A palavra ´terceirização´ utilizada no Brasil equivale ao termo inglês outsourcing, que, literalmente, significa ´fornecimento vindo de fora´. De forma resumida, terceirização é definida como o método pelo qual uma empresa prestadora de serviços é contratada por outra empresa ou pela administração pública para realizar os serviços entre elas pactuado.

Através desse sistema, a empresa que presta serviços emprega e remunera os trabalhadores que exercerão as atividades contratadas, sem que haja o reconhecimento de vínculo empregatício entre a contratante e os colaboradores ou ainda entre os trabalhadores e os sócios da empresa contratada.

O Projeto de Lei n. 4.330/2004 traz mudanças significativas na legislação brasileira com relação à terceirização das atividades, sistema de contratação que vinha sendo regulado unicamente pela Súmula nº 331 do TST.

A proposta que buscava expandir a terceirização para atividade-fim e não apenas para atividade-meio foi aprovada na Câmara dos Deputados por 230 votos a favor e 203 contra. Já a proposta que estende a atividade para setores para administração pública teve 257 votos a favor e 38 contra.
────────────────────────────────────────
Ações necessárias
1. No texto sobre terceirização, quantos votos a favor e contra teve na Câmara dos Deputados a proposta de expandir a terceirização para atividade-fim?
2. Redigite o trecho do texto sobre terceirização que começa em "O Projeto de" e termina em "e 38 contra.".
Os dados não são necessários.

Extrato de dados
────────────────────────────────────────
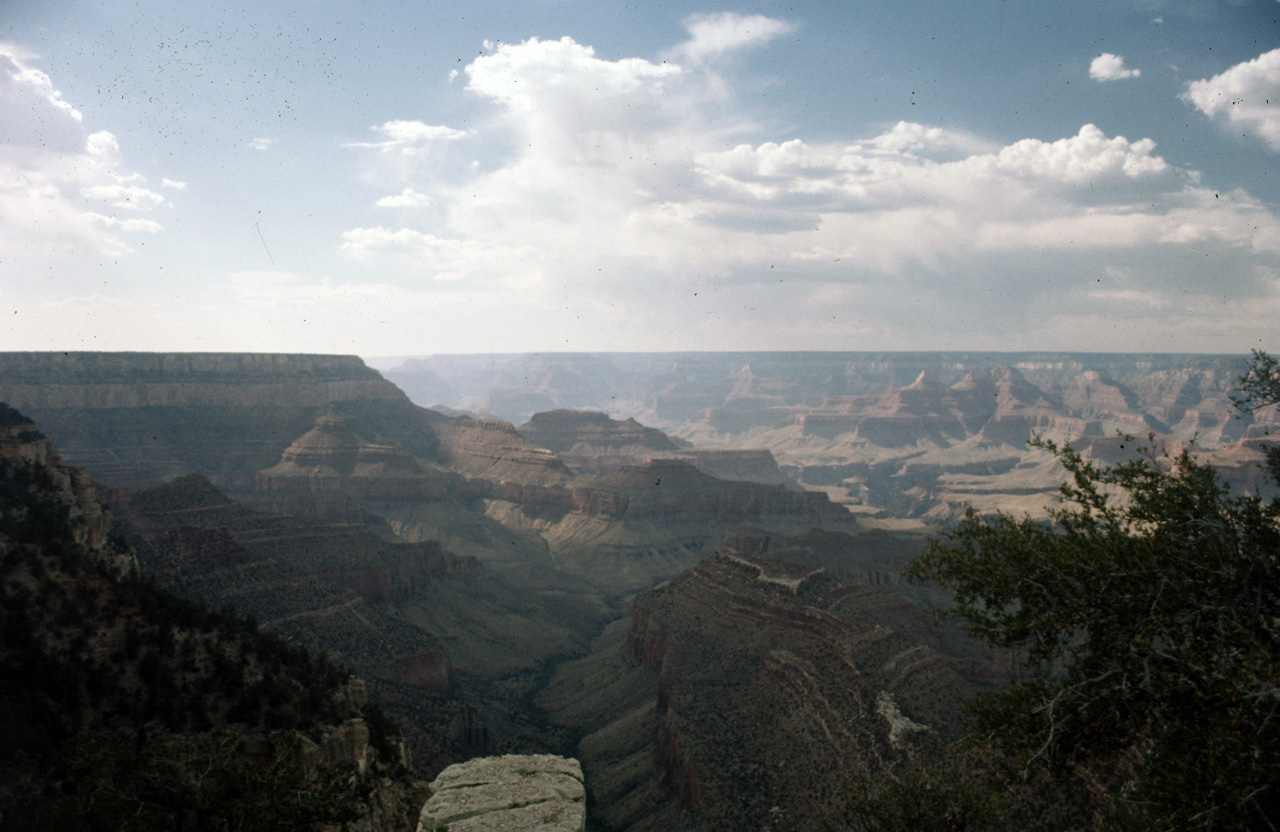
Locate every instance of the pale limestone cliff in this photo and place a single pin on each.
(507, 794)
────────────────────────────────────────
Respostas por tarefa
1. 230 votos a favor e 203 contra.

2.
O Projeto de Lei n. 4.330/2004 traz mudanças significativas na legislação brasileira com relação à terceirização das atividades, sistema de contratação que vinha sendo regulado unicamente pela Súmula nº 331 do TST.

A proposta que buscava expandir a terceirização para atividade-fim e não apenas para atividade-meio foi aprovada na Câmara dos Deputados por 230 votos a favor e 203 contra. Já a proposta que estende a atividade para setores para administração pública teve 257 votos a favor e 38 contra.